--- Text under study ---
+ + +
Always offer the manual path. AI is faster when it works, but every user occasionally needs the deterministic-tool version. Never make the AI path the only path.

These are not AI insights. They are UX insights. Most of this work is UX work that happens to involve LLMs.

Where I drew the line: ship vs polish

I shipped most RogueAI applications at “good enough,” not “polished.” The rule was simple: an application that solves a real problem 80 percent of the time, today, beats one that solves it 95 percent of the time, six months from now.

The applications that aged best are the ones I shipped fastest and iterated on. The ones that aged worst are the ones I tried to polish before launch — by the time they were “ready,” the problem had moved.

So ship at 80 percent. Talk to the people using it. Improve the parts they actually care about. The other 15 percent of polish you imagined was usually for problems no one had.

What I would do differently next time I ship production AI

If I were starting RogueAI from scratch today:

Build the cost-control layer before the first AI call. Every project, day one.
Default to hybrid retrieval on every RAG system. Pure semantic search has bitten me too many times.
Standardise on a single observability layer across all applications. Right now each application has its own logging story; debugging at the portfolio level is harder than it should be.
Invest more in evaluation harnesses before scaling. The applications that are easiest to maintain are the ones with deterministic test cases I can run on every model swap.
+ + +
--- Exercise data ---
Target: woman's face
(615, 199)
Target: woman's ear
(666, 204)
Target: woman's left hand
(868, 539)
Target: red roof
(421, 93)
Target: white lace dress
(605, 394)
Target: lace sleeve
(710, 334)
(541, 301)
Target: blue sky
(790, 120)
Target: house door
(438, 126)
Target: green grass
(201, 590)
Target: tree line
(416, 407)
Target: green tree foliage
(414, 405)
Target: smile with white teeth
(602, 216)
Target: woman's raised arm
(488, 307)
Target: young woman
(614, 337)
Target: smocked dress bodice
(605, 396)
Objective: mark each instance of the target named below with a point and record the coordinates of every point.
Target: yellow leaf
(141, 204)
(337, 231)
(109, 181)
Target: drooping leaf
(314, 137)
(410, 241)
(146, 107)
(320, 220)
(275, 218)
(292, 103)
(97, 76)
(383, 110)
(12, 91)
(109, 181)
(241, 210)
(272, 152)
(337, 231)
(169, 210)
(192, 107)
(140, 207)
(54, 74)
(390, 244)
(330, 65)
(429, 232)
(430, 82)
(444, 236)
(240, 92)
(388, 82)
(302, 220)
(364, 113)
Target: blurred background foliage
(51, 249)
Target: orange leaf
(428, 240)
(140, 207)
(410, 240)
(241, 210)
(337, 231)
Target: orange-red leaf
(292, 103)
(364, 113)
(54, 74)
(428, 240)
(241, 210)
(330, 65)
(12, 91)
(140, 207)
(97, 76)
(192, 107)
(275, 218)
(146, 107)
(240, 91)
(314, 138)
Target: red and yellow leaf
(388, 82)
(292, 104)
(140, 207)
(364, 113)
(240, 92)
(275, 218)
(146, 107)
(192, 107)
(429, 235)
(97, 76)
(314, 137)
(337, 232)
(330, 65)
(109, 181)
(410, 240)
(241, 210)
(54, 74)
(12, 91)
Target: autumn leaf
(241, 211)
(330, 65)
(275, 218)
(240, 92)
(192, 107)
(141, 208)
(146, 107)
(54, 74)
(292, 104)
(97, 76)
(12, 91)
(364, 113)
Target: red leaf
+ + +
--- What to do ---
1. Do these statements agree with the text on shipping production AI? Answer yes or no for each and quote its deciding words: (a) The author shipped most RogueAI applications at a polished level. (b) The author would default to hybrid retrieval on every RAG system. (c) All the applications currently share one logging setup.
2. Return the passage of the text on shipping production AI starting at "Standardise on a" and ending at "every model swap.".

--- List of solutions ---
1.
(a) No: "I shipped most RogueAI applications at “good enough,” not “polished.”"
(b) Yes: "Default to hybrid retrieval on every RAG system."
(c) No: "Right now each application has its own logging story"

2.
Standardise on a single observability layer across all applications. Right now each application has its own logging story; debugging at the portfolio level is harder than it should be.
Invest more in evaluation harnesses before scaling. The applications that are easiest to maintain are the ones with deterministic test cases I can run on every model swap.